-- Problem statement --
Write out the passage on the Great Famine word for word, starting at "If you haven't" and ending at "hunger — start here.".

If you haven't read Murong Xuecun's piece about China's Great Famine revisionists — those who doubt even the textbook figure that around 15 million people died prematurely from 1959-62 due to hunger — start here.
Two other stories on this subject are also worth your attention. Foreign Policy, which ran Murong's declamation, has a slideshow of propaganda posters and slogans that were published in China during the Great Famine. We sample a few images below.
And Tania Branigan of the Guardian has just profiled Yang Jisheng, author of Tombstone, which documents the Great Famine from a ground-level perspective. (Jonathan Mirsky reviewed the book for the New York Times last month.) Yang, whose father died of starvation, tells the Guardian:
He had little idea of what he would find when he started work: "I didn't think it would be so serious and so brutal and so bloody. I didn't know that there were thousands of cases of cannibalism. I didn't know about farmers who were beaten to death.

Part of a data file
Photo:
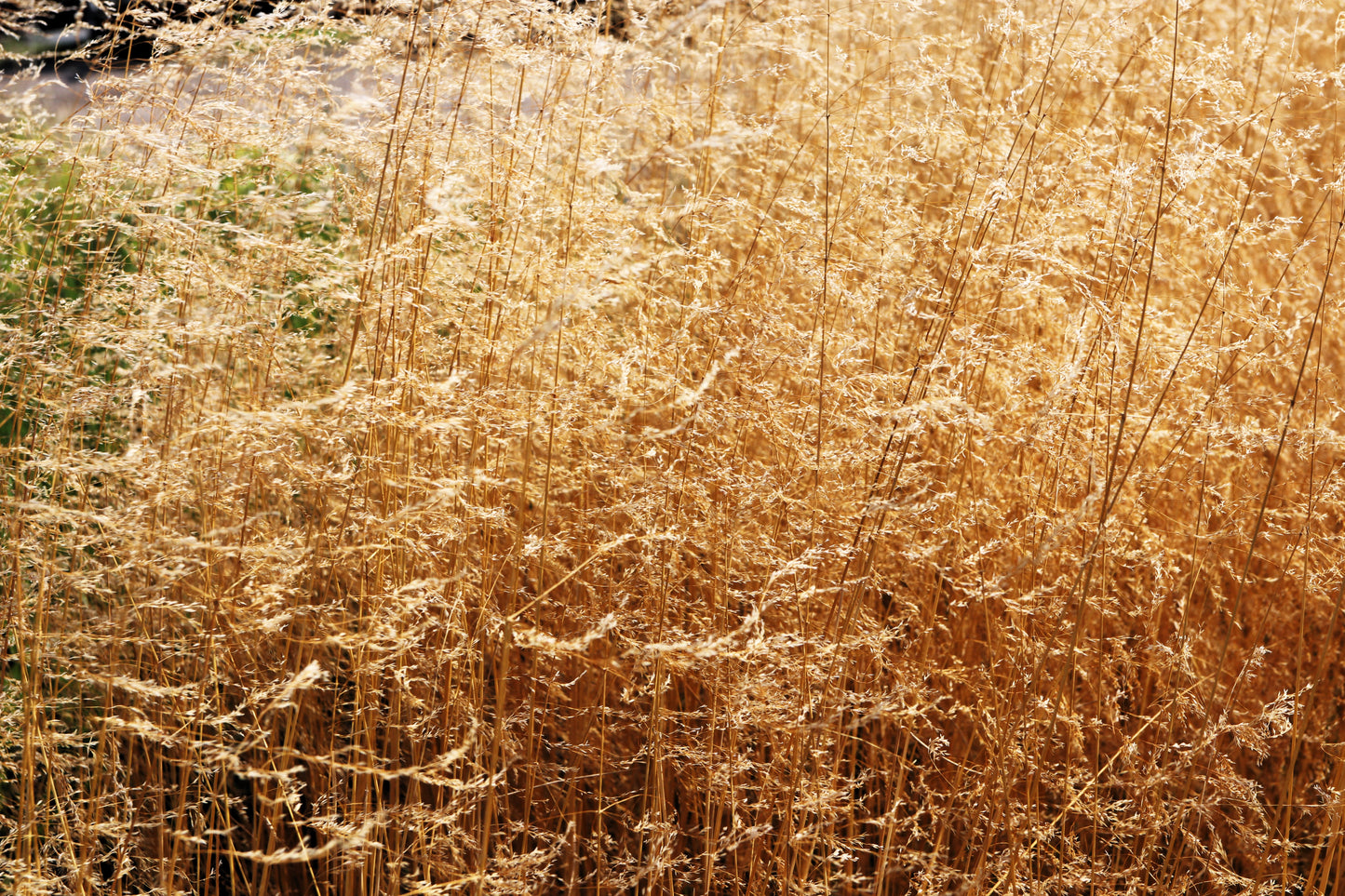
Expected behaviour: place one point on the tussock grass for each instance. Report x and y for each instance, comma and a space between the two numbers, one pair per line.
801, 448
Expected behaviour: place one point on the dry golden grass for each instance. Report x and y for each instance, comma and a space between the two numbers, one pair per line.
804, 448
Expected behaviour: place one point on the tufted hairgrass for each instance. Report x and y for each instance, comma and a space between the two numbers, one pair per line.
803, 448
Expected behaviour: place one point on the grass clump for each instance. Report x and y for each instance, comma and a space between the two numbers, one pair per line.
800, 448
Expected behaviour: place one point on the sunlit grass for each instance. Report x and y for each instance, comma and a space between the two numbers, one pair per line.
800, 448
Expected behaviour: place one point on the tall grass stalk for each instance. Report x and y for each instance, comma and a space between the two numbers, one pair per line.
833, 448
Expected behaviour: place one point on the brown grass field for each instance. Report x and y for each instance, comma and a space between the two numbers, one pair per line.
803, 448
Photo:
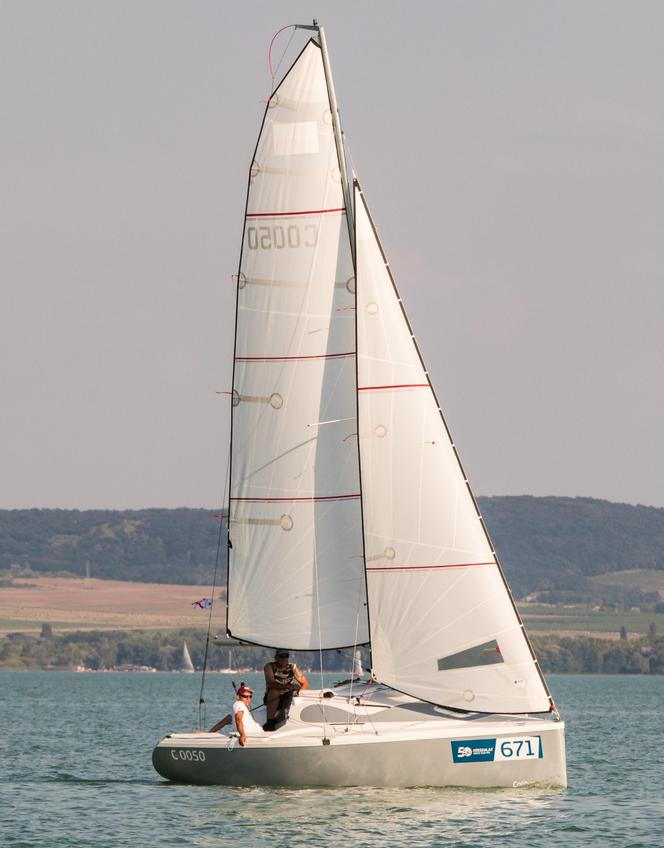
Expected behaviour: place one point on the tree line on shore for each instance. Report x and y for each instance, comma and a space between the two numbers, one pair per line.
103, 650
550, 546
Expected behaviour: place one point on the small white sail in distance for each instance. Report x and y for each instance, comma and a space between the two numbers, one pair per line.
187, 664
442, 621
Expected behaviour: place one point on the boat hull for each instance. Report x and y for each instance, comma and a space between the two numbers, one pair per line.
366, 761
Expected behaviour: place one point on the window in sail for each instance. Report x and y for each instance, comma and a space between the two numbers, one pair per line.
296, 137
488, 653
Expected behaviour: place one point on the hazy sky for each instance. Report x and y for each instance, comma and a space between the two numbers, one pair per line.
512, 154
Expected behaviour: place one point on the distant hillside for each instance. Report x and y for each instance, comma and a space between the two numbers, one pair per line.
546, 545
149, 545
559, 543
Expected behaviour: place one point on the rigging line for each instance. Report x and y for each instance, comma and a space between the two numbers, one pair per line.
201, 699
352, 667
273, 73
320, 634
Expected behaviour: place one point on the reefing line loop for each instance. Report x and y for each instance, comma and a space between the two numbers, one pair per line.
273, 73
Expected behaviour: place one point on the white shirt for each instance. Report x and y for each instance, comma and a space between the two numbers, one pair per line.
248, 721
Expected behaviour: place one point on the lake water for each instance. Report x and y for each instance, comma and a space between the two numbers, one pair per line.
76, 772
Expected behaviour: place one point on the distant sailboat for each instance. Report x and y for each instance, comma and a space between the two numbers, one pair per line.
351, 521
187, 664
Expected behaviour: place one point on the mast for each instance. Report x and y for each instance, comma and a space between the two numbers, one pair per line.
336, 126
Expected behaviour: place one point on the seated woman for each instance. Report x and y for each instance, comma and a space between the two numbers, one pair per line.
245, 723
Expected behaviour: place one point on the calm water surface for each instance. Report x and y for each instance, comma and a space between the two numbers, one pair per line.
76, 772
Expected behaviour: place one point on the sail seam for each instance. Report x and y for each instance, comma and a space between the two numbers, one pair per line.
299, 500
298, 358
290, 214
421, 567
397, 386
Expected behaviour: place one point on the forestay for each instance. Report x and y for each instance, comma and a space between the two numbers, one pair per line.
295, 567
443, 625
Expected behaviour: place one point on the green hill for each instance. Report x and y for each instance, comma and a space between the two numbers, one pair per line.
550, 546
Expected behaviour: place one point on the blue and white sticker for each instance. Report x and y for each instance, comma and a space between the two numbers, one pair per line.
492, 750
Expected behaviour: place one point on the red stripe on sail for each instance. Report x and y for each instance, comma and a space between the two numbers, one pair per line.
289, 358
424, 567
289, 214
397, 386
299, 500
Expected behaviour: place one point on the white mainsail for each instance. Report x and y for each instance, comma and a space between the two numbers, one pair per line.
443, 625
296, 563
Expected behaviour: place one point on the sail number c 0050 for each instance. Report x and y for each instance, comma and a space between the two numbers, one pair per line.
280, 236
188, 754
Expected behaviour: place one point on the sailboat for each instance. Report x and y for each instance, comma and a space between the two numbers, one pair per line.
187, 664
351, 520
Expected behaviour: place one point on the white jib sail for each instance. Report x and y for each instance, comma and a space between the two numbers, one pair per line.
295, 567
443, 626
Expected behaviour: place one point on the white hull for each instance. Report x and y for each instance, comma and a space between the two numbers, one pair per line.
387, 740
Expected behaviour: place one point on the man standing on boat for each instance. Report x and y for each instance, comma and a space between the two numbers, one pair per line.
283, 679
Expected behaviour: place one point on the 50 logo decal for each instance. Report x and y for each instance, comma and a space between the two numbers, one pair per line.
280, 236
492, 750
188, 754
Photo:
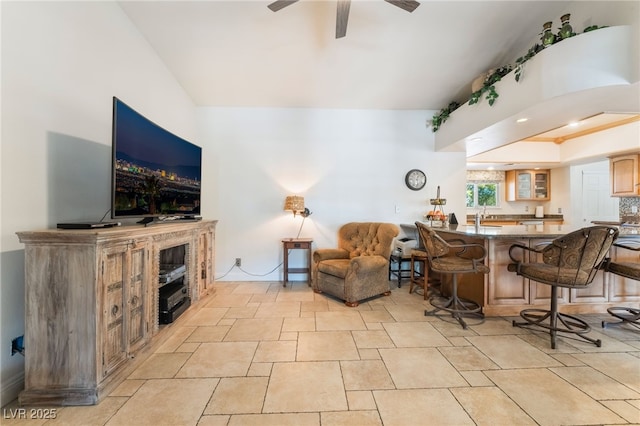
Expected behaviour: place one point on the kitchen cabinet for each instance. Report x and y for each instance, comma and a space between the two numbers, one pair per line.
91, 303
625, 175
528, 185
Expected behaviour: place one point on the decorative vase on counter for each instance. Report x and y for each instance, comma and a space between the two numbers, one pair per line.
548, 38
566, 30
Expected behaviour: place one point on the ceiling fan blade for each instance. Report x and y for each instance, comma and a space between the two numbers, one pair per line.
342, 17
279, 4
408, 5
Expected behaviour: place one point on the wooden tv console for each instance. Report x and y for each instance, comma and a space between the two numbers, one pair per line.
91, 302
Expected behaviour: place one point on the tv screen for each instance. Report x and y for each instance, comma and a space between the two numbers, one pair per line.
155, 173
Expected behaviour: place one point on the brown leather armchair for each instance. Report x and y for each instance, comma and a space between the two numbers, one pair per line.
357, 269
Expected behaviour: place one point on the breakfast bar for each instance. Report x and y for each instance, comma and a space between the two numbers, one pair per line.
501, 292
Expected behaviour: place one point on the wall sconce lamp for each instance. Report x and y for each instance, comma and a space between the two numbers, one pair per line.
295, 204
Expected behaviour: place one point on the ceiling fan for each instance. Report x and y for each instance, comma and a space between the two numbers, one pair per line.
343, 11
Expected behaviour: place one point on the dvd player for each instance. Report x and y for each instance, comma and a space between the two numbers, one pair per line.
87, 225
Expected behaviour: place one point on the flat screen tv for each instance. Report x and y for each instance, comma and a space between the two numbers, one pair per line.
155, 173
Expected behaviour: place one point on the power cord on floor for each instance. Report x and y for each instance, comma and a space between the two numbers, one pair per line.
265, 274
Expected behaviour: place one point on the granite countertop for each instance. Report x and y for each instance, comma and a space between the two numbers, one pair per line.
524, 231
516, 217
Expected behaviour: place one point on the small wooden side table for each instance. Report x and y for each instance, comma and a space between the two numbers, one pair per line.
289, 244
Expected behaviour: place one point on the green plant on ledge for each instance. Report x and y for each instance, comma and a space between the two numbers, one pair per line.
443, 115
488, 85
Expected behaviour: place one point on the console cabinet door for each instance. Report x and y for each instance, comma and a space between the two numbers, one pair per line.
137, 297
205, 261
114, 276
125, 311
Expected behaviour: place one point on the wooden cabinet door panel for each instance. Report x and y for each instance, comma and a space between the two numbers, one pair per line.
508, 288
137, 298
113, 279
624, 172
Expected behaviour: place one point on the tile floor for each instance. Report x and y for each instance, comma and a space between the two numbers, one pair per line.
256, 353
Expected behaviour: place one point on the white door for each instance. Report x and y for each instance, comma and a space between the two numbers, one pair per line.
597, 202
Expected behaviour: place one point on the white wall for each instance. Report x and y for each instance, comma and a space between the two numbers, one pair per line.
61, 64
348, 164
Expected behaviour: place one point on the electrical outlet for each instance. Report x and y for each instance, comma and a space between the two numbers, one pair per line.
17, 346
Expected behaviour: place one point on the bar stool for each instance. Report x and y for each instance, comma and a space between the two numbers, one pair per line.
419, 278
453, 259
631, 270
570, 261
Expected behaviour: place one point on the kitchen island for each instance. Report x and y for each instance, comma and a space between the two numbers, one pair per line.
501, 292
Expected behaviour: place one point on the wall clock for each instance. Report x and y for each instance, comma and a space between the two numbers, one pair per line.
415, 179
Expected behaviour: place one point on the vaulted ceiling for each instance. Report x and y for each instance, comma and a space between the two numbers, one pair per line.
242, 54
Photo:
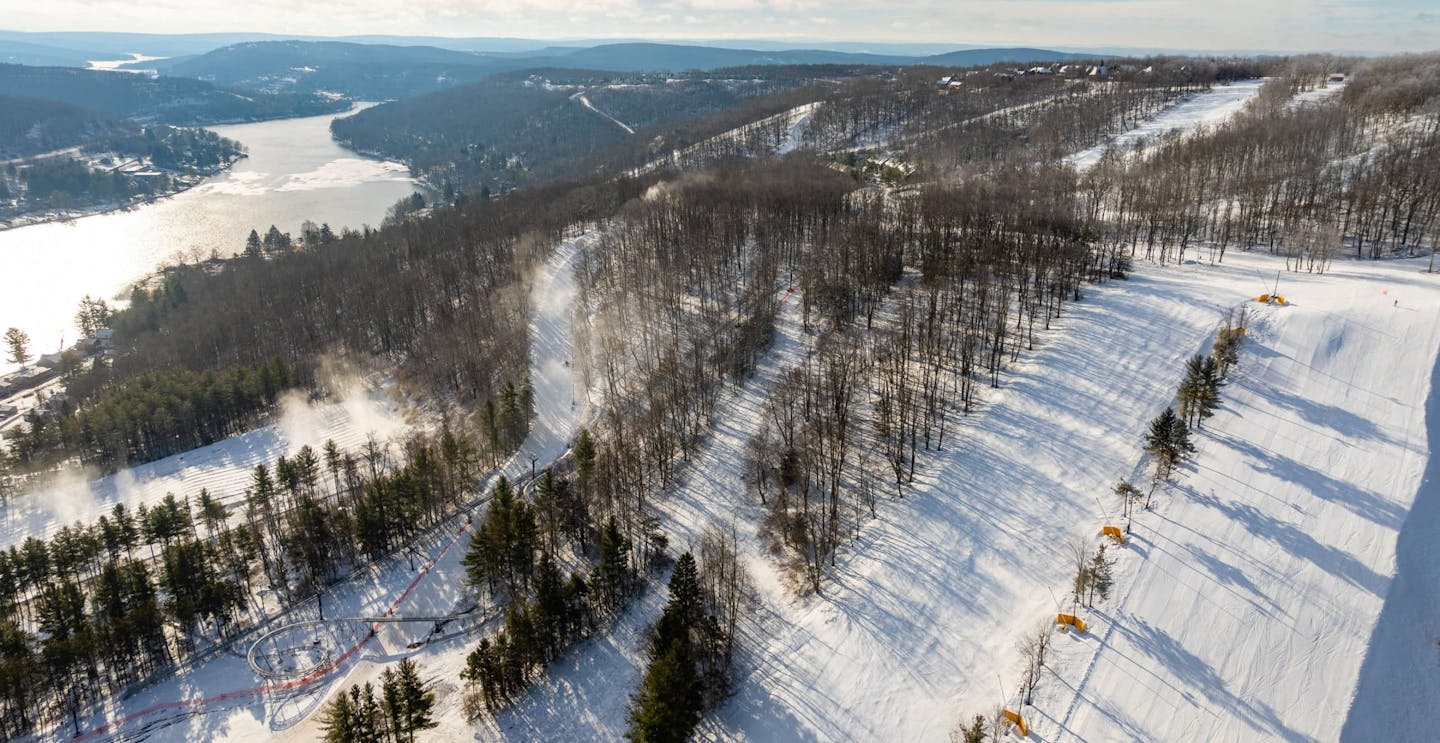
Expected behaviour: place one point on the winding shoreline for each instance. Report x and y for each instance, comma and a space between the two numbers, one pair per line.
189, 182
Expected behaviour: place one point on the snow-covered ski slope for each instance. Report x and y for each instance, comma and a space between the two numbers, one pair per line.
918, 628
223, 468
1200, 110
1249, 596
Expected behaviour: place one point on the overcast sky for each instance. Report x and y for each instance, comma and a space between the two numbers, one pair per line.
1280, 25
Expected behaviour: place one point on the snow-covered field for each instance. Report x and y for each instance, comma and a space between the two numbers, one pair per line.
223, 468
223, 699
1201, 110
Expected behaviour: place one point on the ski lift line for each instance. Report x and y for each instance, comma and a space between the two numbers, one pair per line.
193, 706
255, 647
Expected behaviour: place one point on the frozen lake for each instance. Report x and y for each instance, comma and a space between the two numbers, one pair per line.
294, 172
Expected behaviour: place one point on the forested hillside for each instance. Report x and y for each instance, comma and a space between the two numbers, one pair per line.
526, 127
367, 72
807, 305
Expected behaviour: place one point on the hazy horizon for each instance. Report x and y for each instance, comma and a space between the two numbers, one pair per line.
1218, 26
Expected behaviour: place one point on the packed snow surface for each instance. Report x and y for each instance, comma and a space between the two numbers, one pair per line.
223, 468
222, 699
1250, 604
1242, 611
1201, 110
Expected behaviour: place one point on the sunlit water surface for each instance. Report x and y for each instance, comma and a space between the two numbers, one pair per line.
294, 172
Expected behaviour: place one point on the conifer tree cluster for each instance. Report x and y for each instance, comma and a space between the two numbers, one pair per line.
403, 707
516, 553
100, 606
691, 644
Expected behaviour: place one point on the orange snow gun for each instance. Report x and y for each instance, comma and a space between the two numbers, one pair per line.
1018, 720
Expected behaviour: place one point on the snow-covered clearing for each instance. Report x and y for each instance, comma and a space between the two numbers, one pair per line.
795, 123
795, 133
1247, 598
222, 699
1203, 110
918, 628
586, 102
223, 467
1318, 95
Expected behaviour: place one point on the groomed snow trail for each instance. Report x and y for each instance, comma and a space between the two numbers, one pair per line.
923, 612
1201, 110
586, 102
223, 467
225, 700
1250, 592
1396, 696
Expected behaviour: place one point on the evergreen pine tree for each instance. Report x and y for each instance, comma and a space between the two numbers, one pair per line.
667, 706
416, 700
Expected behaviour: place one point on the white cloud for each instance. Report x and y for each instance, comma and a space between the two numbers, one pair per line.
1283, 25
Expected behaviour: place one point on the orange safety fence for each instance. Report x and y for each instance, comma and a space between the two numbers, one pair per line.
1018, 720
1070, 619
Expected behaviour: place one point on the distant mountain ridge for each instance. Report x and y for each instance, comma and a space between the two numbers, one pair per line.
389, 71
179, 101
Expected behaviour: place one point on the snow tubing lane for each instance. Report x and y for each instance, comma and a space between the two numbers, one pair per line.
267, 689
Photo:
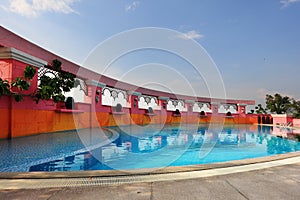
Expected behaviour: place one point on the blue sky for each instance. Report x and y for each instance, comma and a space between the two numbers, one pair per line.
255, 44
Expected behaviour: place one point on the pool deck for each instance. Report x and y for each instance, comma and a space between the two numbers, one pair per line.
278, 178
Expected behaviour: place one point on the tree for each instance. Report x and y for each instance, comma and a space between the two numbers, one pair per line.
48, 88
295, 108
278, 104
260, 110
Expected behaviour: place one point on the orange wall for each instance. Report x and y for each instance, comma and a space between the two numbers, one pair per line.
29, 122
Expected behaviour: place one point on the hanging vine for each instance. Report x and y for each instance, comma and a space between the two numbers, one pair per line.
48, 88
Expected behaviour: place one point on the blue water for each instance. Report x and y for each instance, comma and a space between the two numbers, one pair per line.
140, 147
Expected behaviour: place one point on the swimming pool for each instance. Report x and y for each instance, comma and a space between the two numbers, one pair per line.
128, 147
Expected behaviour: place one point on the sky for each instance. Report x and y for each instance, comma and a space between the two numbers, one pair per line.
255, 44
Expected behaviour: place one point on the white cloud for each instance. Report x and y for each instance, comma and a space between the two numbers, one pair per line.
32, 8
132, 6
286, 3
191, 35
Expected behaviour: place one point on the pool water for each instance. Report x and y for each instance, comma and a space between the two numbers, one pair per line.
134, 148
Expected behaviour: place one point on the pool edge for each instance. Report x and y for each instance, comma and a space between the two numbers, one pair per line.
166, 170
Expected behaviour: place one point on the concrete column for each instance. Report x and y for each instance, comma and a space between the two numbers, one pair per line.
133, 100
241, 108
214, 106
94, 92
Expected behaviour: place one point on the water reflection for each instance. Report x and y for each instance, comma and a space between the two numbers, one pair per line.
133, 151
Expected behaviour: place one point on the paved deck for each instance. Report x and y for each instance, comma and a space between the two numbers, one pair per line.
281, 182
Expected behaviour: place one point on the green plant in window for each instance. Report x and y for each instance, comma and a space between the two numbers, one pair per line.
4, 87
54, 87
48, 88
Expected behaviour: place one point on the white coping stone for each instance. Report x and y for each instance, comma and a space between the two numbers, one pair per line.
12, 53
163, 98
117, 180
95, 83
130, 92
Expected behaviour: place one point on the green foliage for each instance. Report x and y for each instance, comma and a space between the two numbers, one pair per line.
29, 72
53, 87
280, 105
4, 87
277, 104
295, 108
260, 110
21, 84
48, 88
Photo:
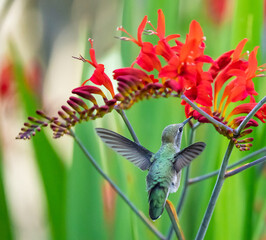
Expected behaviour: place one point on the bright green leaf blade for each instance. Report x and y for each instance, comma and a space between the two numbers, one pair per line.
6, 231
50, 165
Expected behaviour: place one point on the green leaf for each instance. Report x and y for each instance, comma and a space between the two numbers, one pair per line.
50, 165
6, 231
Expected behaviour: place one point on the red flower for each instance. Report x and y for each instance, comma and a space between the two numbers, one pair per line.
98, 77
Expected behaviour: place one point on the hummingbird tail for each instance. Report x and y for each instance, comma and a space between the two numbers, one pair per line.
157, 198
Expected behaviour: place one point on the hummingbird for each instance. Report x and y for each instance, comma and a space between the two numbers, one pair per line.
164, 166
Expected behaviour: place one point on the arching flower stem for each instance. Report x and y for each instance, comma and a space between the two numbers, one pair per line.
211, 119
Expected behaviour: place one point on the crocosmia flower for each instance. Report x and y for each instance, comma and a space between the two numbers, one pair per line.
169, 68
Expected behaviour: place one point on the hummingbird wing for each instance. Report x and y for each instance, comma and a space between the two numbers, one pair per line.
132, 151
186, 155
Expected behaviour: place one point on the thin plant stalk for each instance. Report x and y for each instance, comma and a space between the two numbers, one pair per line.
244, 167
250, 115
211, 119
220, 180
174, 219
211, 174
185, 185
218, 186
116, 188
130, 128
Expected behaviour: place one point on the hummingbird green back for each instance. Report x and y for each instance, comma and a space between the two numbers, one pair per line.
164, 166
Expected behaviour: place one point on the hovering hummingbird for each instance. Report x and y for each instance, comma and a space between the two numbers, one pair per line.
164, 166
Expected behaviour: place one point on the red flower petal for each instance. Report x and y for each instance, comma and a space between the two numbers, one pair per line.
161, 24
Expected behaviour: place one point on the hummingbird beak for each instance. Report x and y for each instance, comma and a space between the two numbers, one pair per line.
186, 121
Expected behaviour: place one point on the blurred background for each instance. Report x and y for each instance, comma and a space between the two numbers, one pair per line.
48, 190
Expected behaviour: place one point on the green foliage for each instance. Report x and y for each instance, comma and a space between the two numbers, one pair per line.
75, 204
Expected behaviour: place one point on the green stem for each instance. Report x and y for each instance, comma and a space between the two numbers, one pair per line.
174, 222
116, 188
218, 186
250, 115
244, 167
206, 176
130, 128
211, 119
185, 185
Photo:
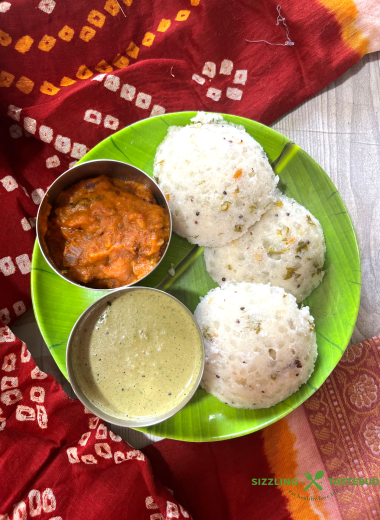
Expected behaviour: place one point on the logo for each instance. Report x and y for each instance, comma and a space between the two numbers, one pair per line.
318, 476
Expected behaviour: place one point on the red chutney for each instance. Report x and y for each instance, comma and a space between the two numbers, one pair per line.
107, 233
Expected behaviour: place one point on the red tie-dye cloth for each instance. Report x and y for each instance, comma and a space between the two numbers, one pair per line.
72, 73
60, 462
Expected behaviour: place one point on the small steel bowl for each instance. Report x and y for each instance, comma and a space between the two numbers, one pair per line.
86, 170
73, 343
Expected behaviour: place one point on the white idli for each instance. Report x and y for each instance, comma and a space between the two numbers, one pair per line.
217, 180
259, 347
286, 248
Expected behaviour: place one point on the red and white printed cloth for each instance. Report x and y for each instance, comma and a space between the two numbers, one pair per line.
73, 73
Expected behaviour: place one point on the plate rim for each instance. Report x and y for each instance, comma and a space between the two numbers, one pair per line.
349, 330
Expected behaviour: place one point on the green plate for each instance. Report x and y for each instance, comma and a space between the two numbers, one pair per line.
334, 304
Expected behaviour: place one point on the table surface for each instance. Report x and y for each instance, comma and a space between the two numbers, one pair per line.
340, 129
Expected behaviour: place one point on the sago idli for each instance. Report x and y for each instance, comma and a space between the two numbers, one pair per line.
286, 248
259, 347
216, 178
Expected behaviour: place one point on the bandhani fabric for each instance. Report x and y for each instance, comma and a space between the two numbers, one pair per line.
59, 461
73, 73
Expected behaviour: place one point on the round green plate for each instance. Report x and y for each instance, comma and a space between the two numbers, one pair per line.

-- Answer below --
If you haven't read Murong Xuecun's piece about China's Great Famine revisionists — those who doubt even the textbook figure that around 15 million people died prematurely from 1959-62 due to hunger — start here.